• Solicitação escrita
Dê continuidade ao relato sobre o envio de pacotes nos Estados Unidos, partindo da última frase apresentada.

• Trecho extraído
□ □ □ □
Em 2018, enviei cerca de 1,2 mil pacotes aos clientes de minha empresa aqui nos Estados Unidos. Mais de 95% dos envios foram feitos pelos correios, ou seja, algo em torno de 1.150 pacotes. Desses, apenas 12 chegaram atrasados e nenhum se perdeu. Detalhe: utilizamos sempre o serviço chamado Flat Rate Priority Mail, que tem preço fixo para o país inteiro e garante entrega em até três dias, mesmo quando o destino é o Alasca ou o Havaí. Mesmo com toda essa eficiência, os americanos costumam fazer piada com os correios, e pouca gente se arrisca a usar o serviço quando a necessidade é de que o pacote tenha entrega garantida no dia seguinte. Em casos assim, o mais comum é fazer o envio por UPS ou FedEx, que garantem a entrega a não ser em casos de catástrofes naturais ou nos dias muito próximos ao Natal (em ambos os casos, há sempre um aviso logo na primeira página web da empresa, deixando claro que os prazos de entrega podem ser afetados por conta dessas contingências).
□ □ □ □
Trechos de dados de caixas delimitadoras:
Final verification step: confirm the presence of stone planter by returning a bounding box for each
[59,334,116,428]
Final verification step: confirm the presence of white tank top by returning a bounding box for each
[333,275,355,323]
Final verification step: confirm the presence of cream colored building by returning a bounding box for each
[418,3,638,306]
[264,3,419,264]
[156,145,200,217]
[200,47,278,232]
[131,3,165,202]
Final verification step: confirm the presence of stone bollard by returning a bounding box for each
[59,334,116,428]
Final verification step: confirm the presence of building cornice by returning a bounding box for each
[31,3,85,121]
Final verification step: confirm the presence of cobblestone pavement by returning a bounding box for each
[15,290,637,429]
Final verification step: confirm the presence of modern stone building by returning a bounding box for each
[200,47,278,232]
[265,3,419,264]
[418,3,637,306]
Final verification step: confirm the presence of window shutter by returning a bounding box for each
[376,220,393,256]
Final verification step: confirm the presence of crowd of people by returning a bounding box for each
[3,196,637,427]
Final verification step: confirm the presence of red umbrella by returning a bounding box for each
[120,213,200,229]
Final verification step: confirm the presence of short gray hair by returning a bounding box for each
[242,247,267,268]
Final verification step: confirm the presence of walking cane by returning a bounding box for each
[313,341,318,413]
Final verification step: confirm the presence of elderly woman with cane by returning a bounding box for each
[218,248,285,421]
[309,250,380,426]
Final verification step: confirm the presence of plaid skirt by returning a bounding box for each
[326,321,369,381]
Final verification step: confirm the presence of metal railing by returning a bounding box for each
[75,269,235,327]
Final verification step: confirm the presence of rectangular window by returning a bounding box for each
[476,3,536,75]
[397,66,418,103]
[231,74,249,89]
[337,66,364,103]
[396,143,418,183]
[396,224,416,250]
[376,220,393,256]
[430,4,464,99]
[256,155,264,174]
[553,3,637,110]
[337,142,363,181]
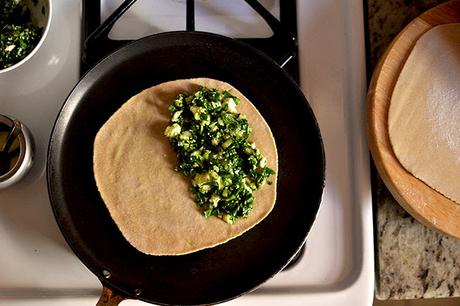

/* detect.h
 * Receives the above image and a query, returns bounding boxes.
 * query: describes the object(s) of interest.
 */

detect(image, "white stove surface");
[0,0,374,306]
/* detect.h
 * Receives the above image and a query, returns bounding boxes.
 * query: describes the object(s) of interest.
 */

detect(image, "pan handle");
[96,286,126,306]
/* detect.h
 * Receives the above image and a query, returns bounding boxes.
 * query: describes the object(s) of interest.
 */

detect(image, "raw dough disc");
[388,23,460,204]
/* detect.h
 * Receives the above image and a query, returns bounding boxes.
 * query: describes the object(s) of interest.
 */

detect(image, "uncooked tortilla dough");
[93,78,278,255]
[388,23,460,204]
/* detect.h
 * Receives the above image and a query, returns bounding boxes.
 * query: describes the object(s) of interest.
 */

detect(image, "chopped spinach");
[165,87,275,224]
[0,0,43,69]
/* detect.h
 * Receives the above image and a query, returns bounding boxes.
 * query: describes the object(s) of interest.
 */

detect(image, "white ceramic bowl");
[0,0,52,74]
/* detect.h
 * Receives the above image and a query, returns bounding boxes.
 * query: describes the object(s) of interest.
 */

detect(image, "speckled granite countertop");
[367,0,460,300]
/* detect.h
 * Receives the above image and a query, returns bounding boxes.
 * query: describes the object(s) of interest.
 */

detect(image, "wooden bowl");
[367,0,460,238]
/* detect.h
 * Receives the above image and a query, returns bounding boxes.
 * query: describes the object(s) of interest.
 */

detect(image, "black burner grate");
[80,0,304,269]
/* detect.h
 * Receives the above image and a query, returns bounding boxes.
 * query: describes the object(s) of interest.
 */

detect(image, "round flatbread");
□ □ □ □
• Resposta da tarefa
Por que estou falando sobre isso? Porque na semana que passou precisei dos Correios no Brasil e me dei muito mal. Uma pessoa amiga queria mandar um pacote por meio de uma outra pessoa amiga que estava vindo para Orlando. O pacote foi postado via Sedex na terça-feira, dia 15 de janeiro, com entrega prevista para o dia 17. Tudo tranquilo, já que a pessoa que traria o pacote só embarcaria no dia 19 à noite. No dia 17, entro na página de rastreamento dos Correios e digito o código. A tela mostra que a encomenda foi registrada em Ribeirão Preto no próprio dia 15 e levada para São Paulo; no dia 16, saiu cedo de São Paulo e chegou a Praia Grande, destino final. Depois do dia 16, nenhuma atualização. Começo a ficar preocupado, mas penso que “ainda tem dois dias para ser entregue, deve dar tempo”. Ledo engano. No dia 18, às 18h56min, a atualização dizia que o carteiro tentou entregar, mas não encontrou ninguém. Telefono para o destinatário e ele me diz que tinha gente no endereço de entrega durante todo o dia, inclusive às 18h56. Por acaso do destino, naquele mesmo dia eu tinha visto duas postagens de amigos – Paula Rosiska e Paulo Cruz – dizendo que estavam esperando entregas, que tinham ficado o dia todo em casa, mas que obtiveram a mesma atualização famigerada, a do carteiro que não encontrou ninguém. É claro que, no sábado, o carteiro não tentou entregar de novo e a encomenda não veio para mim. Parece-me claro também que muitos carteiros estão dando a desculpa de que não havia ninguém em casa só para terminar a rota mais cedo e postergar alguns pacotes para o dia ou semana seguintes.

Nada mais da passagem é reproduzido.